======== Data rows

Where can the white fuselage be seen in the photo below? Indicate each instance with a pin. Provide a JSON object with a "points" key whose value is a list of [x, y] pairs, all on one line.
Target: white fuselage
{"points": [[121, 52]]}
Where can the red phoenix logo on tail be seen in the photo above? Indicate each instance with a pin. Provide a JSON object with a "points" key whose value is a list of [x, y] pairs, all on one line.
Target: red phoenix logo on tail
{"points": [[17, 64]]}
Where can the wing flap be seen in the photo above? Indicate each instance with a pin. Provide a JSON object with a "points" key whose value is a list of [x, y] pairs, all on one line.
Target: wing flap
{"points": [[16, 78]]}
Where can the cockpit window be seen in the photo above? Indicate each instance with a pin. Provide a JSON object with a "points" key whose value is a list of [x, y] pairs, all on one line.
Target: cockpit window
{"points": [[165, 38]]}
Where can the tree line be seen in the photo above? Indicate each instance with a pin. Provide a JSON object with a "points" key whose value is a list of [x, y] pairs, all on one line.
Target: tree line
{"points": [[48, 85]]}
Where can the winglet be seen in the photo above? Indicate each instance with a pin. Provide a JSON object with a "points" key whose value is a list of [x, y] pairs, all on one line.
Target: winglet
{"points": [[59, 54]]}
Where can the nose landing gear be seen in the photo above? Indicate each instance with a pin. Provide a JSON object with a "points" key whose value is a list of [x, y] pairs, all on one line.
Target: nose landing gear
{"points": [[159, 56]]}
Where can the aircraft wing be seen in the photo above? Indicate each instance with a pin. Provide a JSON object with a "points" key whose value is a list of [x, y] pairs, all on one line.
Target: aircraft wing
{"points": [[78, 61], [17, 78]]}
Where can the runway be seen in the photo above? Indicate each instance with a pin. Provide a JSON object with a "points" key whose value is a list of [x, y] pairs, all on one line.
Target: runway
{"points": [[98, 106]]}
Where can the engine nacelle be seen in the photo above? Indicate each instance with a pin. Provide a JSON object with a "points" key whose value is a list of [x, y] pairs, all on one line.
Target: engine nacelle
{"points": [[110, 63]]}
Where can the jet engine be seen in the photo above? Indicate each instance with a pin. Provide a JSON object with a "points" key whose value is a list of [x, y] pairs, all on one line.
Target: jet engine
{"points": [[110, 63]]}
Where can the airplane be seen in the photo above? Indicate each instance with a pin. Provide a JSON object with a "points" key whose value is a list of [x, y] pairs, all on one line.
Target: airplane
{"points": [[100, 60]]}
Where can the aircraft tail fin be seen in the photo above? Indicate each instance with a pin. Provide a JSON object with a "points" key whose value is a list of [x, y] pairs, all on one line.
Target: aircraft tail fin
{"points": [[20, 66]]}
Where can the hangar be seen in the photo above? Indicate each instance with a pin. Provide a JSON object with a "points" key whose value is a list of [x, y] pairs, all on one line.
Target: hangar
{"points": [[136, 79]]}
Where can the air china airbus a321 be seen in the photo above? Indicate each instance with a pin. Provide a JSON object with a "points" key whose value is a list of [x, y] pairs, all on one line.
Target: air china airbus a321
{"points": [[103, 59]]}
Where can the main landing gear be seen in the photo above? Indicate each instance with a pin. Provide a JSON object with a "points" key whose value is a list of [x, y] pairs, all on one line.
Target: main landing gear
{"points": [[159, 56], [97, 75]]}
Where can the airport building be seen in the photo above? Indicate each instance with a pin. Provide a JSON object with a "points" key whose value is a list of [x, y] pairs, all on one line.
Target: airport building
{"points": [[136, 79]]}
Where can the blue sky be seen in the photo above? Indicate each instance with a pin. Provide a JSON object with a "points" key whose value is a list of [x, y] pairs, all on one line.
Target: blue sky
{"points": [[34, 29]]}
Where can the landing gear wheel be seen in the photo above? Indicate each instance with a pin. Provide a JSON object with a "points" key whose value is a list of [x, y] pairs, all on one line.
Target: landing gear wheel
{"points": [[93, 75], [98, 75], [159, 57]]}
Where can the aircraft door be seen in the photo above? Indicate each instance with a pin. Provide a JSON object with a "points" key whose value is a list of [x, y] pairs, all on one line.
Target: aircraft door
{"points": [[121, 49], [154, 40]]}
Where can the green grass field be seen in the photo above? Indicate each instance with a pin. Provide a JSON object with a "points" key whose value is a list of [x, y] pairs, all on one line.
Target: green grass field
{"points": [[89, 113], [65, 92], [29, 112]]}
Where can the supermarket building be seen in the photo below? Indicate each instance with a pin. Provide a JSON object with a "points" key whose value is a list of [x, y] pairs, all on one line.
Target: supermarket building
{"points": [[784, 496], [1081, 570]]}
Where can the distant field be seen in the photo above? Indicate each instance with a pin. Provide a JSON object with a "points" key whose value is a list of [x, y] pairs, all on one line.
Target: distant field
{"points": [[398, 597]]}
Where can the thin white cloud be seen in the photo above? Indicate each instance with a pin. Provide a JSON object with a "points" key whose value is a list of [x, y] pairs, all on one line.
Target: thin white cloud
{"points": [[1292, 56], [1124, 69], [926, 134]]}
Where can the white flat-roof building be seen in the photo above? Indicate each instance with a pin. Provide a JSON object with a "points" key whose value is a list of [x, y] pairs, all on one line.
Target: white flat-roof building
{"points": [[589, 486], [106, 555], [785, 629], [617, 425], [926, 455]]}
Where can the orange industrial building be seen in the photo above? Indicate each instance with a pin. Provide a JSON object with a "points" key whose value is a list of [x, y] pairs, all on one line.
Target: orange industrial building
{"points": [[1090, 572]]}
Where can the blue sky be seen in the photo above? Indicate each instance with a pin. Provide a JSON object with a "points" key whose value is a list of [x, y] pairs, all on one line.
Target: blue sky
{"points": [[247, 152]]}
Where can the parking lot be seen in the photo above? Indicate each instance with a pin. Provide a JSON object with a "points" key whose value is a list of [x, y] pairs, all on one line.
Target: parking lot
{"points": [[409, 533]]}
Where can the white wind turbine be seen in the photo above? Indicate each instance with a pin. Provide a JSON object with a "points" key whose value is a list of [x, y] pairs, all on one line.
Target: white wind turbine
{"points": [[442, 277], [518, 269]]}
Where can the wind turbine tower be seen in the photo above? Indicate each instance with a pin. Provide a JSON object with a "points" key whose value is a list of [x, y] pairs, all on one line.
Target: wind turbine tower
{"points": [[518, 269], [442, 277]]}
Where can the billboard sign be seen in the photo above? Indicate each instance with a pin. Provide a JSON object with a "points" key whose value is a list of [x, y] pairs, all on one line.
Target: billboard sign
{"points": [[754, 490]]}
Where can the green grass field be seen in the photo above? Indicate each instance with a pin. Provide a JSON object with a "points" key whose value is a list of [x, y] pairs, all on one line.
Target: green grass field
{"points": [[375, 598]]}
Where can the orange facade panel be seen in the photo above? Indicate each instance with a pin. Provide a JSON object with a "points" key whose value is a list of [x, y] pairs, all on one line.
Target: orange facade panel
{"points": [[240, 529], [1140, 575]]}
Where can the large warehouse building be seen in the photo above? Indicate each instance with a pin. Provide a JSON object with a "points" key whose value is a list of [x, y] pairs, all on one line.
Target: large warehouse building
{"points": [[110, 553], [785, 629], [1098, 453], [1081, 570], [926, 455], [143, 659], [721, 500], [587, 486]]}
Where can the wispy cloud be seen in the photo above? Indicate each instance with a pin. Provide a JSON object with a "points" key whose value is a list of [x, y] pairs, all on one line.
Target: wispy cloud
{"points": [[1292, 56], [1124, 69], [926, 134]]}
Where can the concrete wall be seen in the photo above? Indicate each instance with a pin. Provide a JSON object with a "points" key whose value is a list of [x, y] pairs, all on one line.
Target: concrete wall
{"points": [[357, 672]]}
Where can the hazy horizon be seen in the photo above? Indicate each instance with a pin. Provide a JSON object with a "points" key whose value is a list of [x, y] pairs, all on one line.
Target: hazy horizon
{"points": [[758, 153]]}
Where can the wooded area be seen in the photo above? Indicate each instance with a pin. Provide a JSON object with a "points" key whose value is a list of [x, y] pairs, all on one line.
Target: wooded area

================

Exercise brief –
Everything from the line with "Where can the wispy" through the last line of the material above should be echoed exactly, and nothing else.

Expected answer –
Where can the wispy cloud be seen in the photo above? Indicate each instance with a pin. Provide a JSON object with a "points" key whose value is a list of [x, y] pairs, all on one line.
Target: wispy cloud
{"points": [[1292, 56], [1124, 69], [926, 134]]}
Where can the concrete wall be seen in the photo above? Indicate each instance with a pin. Provide a JSON object with a "points" key whose value is a list of [x, y] pairs, all on one line.
Target: concrete wall
{"points": [[357, 672]]}
Where can the hazy horizon be seen in the photo above? Indicate each instance with a pin. Provide a JSON object with a "points" key whose value is a list of [x, y] pairs, all on one line.
Target: hazy horizon
{"points": [[758, 153]]}
Where can the wooded area be seen in the photo above? Indicate each instance with a pin. Provide a JSON object with a "points" key whose value is a list of [x, y] pairs, all on one line.
Target: wooded area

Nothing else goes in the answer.